The request: Change "pillar" to "column" in the part that opens with the line containing "Provide the segmentation of every instance of the pillar" and closes with the line containing "(9, 50), (9, 1)]". Write out only those lines again, with nothing else altered.
>> begin Exercise inputs
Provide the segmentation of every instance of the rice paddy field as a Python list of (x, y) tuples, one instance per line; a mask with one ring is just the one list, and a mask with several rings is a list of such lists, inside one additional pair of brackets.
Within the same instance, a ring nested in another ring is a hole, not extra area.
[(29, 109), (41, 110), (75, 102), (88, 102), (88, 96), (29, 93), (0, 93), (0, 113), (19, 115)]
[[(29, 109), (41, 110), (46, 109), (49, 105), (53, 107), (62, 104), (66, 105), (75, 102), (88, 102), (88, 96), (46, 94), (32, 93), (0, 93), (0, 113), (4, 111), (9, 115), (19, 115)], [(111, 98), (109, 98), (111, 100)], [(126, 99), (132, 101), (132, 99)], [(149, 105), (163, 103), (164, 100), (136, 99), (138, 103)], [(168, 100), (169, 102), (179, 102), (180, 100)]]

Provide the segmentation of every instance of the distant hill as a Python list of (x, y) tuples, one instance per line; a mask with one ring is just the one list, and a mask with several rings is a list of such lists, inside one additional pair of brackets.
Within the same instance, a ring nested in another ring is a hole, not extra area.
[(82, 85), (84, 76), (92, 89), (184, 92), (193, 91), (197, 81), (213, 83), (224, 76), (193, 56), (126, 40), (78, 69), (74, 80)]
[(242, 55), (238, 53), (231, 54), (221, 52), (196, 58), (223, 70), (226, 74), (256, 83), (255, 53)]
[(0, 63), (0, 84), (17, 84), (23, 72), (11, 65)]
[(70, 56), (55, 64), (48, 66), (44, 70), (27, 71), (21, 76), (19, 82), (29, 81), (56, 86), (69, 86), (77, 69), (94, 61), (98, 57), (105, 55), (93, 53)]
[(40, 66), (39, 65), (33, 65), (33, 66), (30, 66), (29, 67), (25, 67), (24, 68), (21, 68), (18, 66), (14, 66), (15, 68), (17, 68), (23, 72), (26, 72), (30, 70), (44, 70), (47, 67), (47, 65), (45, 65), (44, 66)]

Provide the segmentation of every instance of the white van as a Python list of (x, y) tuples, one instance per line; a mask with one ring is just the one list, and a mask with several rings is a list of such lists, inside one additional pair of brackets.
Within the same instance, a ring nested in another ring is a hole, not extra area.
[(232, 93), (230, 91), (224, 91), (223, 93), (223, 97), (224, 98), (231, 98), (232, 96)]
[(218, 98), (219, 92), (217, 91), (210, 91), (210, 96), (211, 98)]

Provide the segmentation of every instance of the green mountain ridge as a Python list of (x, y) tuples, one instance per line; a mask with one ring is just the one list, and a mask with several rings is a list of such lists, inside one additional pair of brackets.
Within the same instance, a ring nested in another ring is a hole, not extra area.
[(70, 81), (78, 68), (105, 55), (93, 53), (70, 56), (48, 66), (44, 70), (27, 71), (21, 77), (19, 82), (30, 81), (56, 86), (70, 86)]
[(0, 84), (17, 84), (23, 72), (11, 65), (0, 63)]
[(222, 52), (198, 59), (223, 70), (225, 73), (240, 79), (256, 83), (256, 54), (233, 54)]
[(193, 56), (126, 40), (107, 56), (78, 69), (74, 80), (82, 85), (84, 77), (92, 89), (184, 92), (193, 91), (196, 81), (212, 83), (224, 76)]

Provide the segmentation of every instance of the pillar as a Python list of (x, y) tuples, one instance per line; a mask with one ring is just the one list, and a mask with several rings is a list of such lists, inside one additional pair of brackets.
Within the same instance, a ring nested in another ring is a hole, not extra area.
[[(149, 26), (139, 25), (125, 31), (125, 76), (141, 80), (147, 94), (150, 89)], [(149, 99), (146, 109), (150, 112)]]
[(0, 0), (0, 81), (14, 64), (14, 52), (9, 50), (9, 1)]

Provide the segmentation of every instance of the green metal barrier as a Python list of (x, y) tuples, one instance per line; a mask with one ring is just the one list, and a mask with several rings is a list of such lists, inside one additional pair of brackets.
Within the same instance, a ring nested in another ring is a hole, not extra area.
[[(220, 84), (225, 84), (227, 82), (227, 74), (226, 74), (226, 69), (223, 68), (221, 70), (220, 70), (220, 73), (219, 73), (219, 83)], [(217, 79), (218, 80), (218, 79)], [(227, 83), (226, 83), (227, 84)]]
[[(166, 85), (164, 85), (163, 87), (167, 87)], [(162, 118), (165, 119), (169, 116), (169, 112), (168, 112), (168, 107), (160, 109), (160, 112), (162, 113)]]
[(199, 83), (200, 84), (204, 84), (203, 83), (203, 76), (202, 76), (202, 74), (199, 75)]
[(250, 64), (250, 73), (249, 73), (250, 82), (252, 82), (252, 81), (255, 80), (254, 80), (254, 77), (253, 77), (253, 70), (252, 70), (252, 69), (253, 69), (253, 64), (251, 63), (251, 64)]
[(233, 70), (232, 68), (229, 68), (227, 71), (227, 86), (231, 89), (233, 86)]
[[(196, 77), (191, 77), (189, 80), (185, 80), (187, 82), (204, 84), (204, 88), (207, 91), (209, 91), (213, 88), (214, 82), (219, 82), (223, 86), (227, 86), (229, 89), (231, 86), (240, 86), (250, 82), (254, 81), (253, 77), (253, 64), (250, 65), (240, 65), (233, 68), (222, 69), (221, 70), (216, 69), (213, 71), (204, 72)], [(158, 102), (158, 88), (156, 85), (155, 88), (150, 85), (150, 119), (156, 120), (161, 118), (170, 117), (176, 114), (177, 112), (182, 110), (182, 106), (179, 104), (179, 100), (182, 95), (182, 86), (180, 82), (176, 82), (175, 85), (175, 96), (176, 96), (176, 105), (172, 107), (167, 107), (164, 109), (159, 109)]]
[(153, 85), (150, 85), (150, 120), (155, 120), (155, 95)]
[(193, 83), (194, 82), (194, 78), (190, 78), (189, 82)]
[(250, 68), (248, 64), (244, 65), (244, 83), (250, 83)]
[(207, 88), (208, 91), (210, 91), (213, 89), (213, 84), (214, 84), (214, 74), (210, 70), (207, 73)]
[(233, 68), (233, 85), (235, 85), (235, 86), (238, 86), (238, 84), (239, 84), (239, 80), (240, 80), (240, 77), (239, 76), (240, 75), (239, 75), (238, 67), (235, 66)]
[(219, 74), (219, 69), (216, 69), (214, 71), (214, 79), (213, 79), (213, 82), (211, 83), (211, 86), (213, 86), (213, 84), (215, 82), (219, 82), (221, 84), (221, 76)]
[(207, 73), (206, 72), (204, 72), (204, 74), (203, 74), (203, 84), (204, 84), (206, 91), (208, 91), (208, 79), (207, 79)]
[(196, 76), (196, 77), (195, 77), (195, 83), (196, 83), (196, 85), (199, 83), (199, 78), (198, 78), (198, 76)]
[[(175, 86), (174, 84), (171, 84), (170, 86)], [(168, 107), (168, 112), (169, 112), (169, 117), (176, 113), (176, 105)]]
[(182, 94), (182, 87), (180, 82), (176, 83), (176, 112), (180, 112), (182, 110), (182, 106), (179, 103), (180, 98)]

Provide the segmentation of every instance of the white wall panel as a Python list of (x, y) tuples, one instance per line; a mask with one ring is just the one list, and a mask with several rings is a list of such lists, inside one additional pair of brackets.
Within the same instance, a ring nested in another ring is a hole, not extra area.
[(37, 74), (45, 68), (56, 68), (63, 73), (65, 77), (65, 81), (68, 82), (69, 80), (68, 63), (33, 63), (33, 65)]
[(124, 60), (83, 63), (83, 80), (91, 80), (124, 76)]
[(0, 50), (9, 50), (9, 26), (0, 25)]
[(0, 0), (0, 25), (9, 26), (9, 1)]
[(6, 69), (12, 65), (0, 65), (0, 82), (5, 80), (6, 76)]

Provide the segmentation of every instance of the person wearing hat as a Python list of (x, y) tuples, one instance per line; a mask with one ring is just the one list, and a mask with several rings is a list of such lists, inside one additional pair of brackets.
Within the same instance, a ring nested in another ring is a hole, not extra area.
>> end Exercise inputs
Right answer:
Provide the segmentation of every instance of the column as a Python list of (x, y) tuples, one instance per line; a mask with one ring is just the one list, and a mask with several rings is a list of such lists, inside one additional pair of brackets.
Within the same instance, a ring nested in another ring is a hole, not extra area.
[[(149, 26), (139, 25), (125, 31), (125, 76), (141, 80), (147, 94), (150, 89)], [(149, 99), (146, 109), (150, 112)]]
[(0, 0), (0, 81), (14, 64), (14, 52), (9, 50), (9, 1)]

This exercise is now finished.